-- Start of EXERCISE DATA --

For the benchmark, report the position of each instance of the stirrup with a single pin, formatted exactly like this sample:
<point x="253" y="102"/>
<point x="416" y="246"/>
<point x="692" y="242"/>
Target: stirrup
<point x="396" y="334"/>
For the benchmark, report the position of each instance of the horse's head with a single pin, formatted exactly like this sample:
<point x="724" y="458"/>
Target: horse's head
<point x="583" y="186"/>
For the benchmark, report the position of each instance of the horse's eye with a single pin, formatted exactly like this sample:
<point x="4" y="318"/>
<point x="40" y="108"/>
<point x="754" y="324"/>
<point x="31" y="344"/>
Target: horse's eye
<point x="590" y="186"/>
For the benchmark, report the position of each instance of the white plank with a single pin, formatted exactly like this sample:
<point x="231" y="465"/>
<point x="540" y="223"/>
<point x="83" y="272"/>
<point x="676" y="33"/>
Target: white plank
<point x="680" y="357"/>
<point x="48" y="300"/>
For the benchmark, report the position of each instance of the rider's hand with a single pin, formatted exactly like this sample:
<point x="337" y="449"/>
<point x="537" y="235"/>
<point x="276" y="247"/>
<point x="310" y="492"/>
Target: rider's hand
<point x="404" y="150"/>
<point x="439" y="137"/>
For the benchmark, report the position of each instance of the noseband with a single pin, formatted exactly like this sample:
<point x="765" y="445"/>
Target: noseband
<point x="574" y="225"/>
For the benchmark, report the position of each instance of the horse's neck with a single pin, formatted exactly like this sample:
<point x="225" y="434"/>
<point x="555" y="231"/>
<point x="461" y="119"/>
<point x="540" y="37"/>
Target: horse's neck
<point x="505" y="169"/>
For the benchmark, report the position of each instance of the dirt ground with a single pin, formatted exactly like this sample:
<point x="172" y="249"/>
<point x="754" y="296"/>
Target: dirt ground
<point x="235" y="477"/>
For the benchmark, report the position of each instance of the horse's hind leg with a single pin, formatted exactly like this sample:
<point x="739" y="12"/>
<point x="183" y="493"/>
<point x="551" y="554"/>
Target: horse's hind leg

-- End of EXERCISE DATA --

Edit the records above so that every "single pin" becomes "single marker", leaving everything else as it is.

For the benchmark, report the position of each instance of the stirrup with a single marker, formatted exactly like this sample:
<point x="253" y="102"/>
<point x="416" y="246"/>
<point x="692" y="242"/>
Target: stirrup
<point x="396" y="334"/>
For the benchmark, report the position of each instance of the horse's head with a single marker, formatted exactly like this sample:
<point x="724" y="458"/>
Target: horse's head
<point x="583" y="186"/>
For the benchmark, report the position of each instance of the horse's eye with a single marker, formatted exactly like this sample:
<point x="4" y="318"/>
<point x="40" y="108"/>
<point x="754" y="324"/>
<point x="31" y="344"/>
Target: horse's eye
<point x="590" y="186"/>
For the benchmark, report the position of each instance of the white plank with a single marker, formatted exactly like this sample:
<point x="231" y="465"/>
<point x="540" y="223"/>
<point x="83" y="272"/>
<point x="676" y="33"/>
Target: white plank
<point x="680" y="357"/>
<point x="48" y="300"/>
For the benchmark, report the position of each instance of the rider's hand with a single marker, formatted exactly like this sample:
<point x="337" y="449"/>
<point x="537" y="235"/>
<point x="276" y="247"/>
<point x="310" y="492"/>
Target: rider's hand
<point x="404" y="150"/>
<point x="439" y="137"/>
For the benchmark, report the position of each instance of the noseband with a single marker, formatted exactly like this sample:
<point x="765" y="445"/>
Target: noseband
<point x="574" y="225"/>
For the benchmark, report the position of each instance of the horse's neck with a single marker, formatted exactly like this sample:
<point x="225" y="434"/>
<point x="555" y="231"/>
<point x="461" y="119"/>
<point x="540" y="37"/>
Target: horse's neck
<point x="505" y="169"/>
For the benchmark, report the position of each instance of the dirt ground with a single marker, formatted exactly like this sample:
<point x="172" y="249"/>
<point x="754" y="296"/>
Target: dirt ground
<point x="235" y="477"/>
For the benchmark, report the position of each instance of the horse's hind leg with a single marker, formatted exactly like this sample:
<point x="739" y="12"/>
<point x="183" y="493"/>
<point x="551" y="554"/>
Target: horse's hind leg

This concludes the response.